- PROBLEM STATEMENT -
Say how many lines in the records include the string "Label", adding no other words.

[Recorded data]
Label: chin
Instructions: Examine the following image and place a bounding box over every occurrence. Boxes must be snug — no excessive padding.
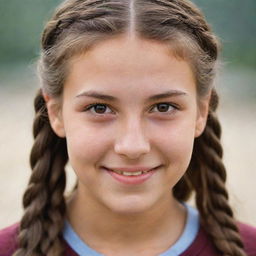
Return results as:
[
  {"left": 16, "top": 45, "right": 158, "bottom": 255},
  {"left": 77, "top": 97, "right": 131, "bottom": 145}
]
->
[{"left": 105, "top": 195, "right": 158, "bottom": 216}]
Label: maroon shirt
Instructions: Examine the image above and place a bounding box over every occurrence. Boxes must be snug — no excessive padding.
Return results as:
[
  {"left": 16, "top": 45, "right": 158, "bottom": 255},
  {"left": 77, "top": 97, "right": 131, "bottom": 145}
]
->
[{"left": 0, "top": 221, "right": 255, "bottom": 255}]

--

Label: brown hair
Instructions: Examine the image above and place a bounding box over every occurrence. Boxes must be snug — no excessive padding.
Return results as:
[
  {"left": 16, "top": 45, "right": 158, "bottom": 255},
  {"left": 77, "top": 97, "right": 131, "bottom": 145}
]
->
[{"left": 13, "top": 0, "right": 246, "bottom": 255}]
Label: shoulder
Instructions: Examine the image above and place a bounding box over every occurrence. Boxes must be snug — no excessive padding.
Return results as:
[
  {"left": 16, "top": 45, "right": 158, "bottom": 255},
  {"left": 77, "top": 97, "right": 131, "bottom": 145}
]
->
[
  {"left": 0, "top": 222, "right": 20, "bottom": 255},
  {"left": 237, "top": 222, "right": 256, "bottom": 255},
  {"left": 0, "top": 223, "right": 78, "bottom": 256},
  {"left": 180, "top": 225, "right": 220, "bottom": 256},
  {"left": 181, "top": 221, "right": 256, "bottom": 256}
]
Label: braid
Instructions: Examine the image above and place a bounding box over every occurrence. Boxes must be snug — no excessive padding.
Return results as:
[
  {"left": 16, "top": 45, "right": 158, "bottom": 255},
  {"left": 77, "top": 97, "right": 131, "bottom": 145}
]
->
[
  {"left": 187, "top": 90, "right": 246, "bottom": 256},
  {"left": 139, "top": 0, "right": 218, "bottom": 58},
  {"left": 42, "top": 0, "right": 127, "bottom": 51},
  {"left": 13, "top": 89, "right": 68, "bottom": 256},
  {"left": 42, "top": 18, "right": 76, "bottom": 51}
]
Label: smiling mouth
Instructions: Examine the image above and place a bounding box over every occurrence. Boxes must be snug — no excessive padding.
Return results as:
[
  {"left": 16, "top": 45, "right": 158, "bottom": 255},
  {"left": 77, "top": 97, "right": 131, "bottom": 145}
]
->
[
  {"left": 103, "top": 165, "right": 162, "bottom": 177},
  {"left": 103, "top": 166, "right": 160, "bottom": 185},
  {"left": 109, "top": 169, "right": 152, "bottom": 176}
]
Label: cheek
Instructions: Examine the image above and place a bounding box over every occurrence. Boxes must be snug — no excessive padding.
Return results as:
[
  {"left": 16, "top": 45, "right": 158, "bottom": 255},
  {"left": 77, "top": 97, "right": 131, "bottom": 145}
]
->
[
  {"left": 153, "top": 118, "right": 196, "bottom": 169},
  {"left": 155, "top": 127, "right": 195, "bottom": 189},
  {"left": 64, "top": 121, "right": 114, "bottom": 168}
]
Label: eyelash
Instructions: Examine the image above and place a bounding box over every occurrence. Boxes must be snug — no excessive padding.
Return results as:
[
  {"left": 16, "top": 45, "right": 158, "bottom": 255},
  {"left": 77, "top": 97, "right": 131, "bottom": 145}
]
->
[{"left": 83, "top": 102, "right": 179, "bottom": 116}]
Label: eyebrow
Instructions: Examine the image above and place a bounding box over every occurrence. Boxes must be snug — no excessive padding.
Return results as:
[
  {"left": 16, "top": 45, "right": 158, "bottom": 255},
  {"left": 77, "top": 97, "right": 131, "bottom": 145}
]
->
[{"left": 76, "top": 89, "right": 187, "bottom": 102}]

- WRITTEN ANSWER -
9